• _Problems to work on_
(a) Do these statements agree with the text on the Zwentendorf power plant? Answer each with yes or no and quote the deciding words of the text. (i) The guided tours take place every Friday. (ii) The private tour cost nothing. (iii) A private tour may have up to thirty participants.
(b) Could you retype the passage of the text on the Zwentendorf power plant starting with "From up close" and going on through "which never operates?"?
(c) Answer these questions from the text on the Zwentendorf power plant:
(i) In what language are the guided tours given?
(ii) How far ahead are bookings always open?
(iii) What did the tour start with?

The advantage of having a nuclear power plant as a museum is that one can actually go inside and visit it. Of course you can’t just come by and walk around. To get your foot inside the door you need to book a guided tour (only in German). These are free of charge and happen every Friday. Bookings are always open for next three months. But you need to be quick about it, once the dates go online they always fill up quickly.
Hence we booked a private tour, otherwise we would never have managed to get in as a group. Unfortunately it was not free of charge, but at least we could choose date and time. The number of participants is limited to twenty five persons.
From up close it looked even bigger, which makes the fact that this power plant was never put to use even more interesting.
I am sure nowadays these nuclear power plant do look a bit different inside. But let’s not forget that Zwentendorf is like a time capsule. Time has stood still here since the 70’s. Because why modernize something which never operates?
We started the tour with a short introduction film that sounded more like a commercial for a nuclear power plant. In hindsight one always knows more. But it’s funny to hear so much about the safe use of nuclear energy after Chernobyl and Fukushima. We passed the washrooms and changing rooms. Not sure if these flimsy overalls would have helped in an emergency.

• _Data records_
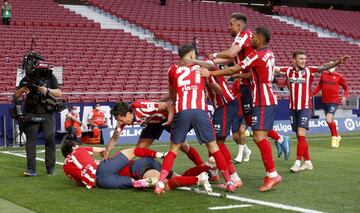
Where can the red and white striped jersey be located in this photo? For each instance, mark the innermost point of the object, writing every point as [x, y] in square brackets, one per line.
[243, 41]
[147, 112]
[299, 84]
[262, 65]
[189, 87]
[81, 167]
[226, 96]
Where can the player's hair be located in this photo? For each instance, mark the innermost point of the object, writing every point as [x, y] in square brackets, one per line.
[120, 108]
[264, 32]
[239, 17]
[298, 52]
[67, 147]
[185, 49]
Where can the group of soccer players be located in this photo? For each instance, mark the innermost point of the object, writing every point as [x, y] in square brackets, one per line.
[251, 102]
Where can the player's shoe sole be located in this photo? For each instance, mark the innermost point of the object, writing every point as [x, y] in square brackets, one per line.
[269, 183]
[203, 180]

• _Solutions to the problems_
(a)
(i) Yes: "These are free of charge and happen every Friday."
(ii) No: "Unfortunately it was not free of charge"
(iii) No: "The number of participants is limited to twenty five persons."

(b)
From up close it looked even bigger, which makes the fact that this power plant was never put to use even more interesting.
I am sure nowadays these nuclear power plant do look a bit different inside. But let’s not forget that Zwentendorf is like a time capsule. Time has stood still here since the 70’s. Because why modernize something which never operates?

(c)
(i) Only in German.
(ii) For the next three months.
(iii) A short introduction film.